Direction:
Answer each of the following from the interview below, marking your answers (a), (b) and (c).
(a) In which country will the next COP, where the fine print of the Paris Agreement is to be decided, take place?
(b) How much climate finance has been pledged for joint mobilization?
(c) What change has been noticed since Paris?

Clean Energy Wire: What would be a good outcome of the negotiations in Bonn?

Jochen Flasbarth: The conference in Bonn is a preparatory meeting for the next COP in Poland, where the fine print of the Paris Agreement will be decided. In a nutshell, it’s about shaping the transparency rules on how states measure and report their progress in climate mitigation. The Paris Agreement is built as a bottom-up structure, where the states themselves decide the contributions they can and want to make. This is why it’s most important to make sure that every party abides by their own targets and honestly reports about their efforts and results. So even though it’s very hard to communicate this to the public, the negotiations in Bonn are actually about the heart of the Paris Agreement. We want to get as far as possible this year so that things can be decided in Poland in 2018.

Is it still possible that the negotiations will water down this important fine print so much that the whole Paris Agreement becomes a toothless tiger?

JF: No, I don’t think so. What will be important in Bonn is whether the logic behind the negotiations will be like the one before Paris, or whether Paris has changed something substantially in the way we negotiate. We will be able to tell what is the case when looking at the texts – will it be full of brackets, so that there is a wealth of negotiating material, or will it be more target-oriented. What we will definitely see again after [US President Donald] Trump’s decision is that the discussions about climate finance will be intertwined with other topics, and that is something that always makes discussions more difficult.

You mentioned climate finance, which is a very important subject for the developing countries and those already under threat from climate change. Do these countries have to fear that funds will freeze up now that the US is pulling out of the international climate action?

We are following through with our commitment to jointly mobilise 100 billion US dollars in climate finance that we have pledged. We are confident that we will reach this target also without further commitments by the US. But one thing we will definitely not do: we will not fill the gap that the Americans leave behind by going back on their climate finance promise. We follow the principle that one mustn’t reward a lack of solidarity by saying “okay, in that case we do it”. I don’t want to rule out that Germany will do more with regard to climate finance than it does now. I even hope that the new German government will indeed do more, but not with the motive of filling the gap left behind by someone else, but rather of our own accord. And I have seen many partners in the developing countries accept this principle.
What I have noticed since Paris is a change in the understanding of climate finance. It is now much more widely understood that it’s about far more than just the 100 billion US dollars, that shifting the trillions is about channelling money into green and clean investments.

That means it will require quite a balancing act to substitute for the missing financial input from the US?

Listed records:
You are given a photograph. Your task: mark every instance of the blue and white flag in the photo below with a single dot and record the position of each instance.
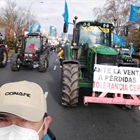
(66, 14)
(38, 29)
(31, 28)
(134, 13)
(131, 48)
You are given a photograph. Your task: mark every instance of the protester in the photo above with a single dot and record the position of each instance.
(23, 112)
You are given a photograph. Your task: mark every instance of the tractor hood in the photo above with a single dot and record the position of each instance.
(30, 49)
(100, 49)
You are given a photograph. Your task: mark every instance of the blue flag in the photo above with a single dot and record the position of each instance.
(38, 28)
(131, 48)
(31, 28)
(134, 13)
(66, 14)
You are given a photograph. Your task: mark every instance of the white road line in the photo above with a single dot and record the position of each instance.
(54, 68)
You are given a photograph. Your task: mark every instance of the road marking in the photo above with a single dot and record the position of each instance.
(54, 68)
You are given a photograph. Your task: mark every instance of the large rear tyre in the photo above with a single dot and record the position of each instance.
(3, 57)
(15, 62)
(70, 88)
(43, 63)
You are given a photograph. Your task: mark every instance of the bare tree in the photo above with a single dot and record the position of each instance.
(16, 17)
(119, 9)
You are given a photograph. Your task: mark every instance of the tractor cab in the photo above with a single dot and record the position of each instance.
(92, 34)
(32, 52)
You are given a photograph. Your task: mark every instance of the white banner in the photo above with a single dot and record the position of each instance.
(114, 79)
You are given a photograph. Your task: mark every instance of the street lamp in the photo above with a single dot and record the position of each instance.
(30, 11)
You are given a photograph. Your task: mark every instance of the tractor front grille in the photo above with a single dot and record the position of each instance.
(106, 59)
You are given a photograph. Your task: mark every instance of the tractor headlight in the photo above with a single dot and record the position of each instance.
(30, 55)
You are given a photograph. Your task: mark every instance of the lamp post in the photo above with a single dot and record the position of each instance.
(30, 11)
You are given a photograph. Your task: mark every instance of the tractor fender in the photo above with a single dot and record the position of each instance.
(72, 61)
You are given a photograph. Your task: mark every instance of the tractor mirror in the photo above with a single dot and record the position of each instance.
(65, 28)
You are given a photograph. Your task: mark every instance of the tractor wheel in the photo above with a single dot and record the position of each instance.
(70, 88)
(3, 57)
(15, 62)
(43, 63)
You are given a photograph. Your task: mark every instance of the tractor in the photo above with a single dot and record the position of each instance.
(3, 53)
(29, 51)
(91, 59)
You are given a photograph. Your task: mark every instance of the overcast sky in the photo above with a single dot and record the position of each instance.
(50, 11)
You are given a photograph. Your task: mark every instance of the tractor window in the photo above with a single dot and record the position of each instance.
(33, 40)
(94, 35)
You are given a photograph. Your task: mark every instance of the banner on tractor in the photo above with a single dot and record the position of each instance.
(114, 79)
(134, 13)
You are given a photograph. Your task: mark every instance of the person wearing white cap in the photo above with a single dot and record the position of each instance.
(23, 112)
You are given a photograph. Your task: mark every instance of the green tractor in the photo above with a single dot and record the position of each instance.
(91, 45)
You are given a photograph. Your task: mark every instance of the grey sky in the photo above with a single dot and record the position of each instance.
(50, 11)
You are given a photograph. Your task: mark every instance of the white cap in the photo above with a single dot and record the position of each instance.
(24, 99)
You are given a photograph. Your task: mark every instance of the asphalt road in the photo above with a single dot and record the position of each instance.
(92, 122)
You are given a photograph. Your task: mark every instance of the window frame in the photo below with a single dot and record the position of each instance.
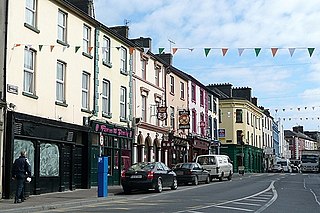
(61, 82)
(30, 71)
(85, 101)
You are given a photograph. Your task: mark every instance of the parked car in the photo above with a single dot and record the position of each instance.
(219, 166)
(276, 168)
(148, 175)
(191, 173)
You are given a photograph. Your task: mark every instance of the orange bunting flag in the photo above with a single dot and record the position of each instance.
(274, 51)
(224, 51)
(174, 50)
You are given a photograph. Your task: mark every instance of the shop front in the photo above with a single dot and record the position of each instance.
(114, 142)
(57, 152)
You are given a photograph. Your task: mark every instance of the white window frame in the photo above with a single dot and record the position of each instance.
(62, 26)
(181, 90)
(31, 12)
(86, 38)
(60, 82)
(85, 90)
(29, 71)
(123, 103)
(123, 60)
(106, 50)
(106, 97)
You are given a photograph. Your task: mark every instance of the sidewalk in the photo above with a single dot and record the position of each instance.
(58, 200)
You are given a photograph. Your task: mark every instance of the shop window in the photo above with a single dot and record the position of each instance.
(49, 160)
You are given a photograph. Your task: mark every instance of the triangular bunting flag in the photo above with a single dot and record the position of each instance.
(310, 50)
(131, 49)
(274, 51)
(206, 51)
(145, 50)
(224, 51)
(161, 49)
(257, 51)
(291, 51)
(90, 48)
(174, 50)
(240, 50)
(77, 48)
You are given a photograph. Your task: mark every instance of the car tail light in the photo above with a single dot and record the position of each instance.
(150, 175)
(123, 174)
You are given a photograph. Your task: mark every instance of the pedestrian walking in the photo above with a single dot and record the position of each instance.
(21, 170)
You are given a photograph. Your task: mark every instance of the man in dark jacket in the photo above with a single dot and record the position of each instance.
(20, 171)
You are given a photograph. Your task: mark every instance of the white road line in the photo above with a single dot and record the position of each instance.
(235, 208)
(249, 204)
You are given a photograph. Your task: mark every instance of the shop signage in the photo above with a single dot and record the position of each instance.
(184, 119)
(162, 113)
(113, 130)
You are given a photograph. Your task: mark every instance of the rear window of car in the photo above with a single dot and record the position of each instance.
(142, 166)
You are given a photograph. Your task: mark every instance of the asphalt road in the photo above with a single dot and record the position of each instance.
(250, 193)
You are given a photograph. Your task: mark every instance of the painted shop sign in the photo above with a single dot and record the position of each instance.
(113, 130)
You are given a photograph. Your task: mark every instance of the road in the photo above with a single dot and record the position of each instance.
(250, 193)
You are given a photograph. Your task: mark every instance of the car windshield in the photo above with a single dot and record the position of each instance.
(142, 166)
(184, 165)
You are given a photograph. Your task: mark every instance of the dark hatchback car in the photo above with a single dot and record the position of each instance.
(191, 173)
(148, 175)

Answer for the task:
(a) Poland.
(b) 100 billion US dollars.
(c) A change in the understanding of climate finance.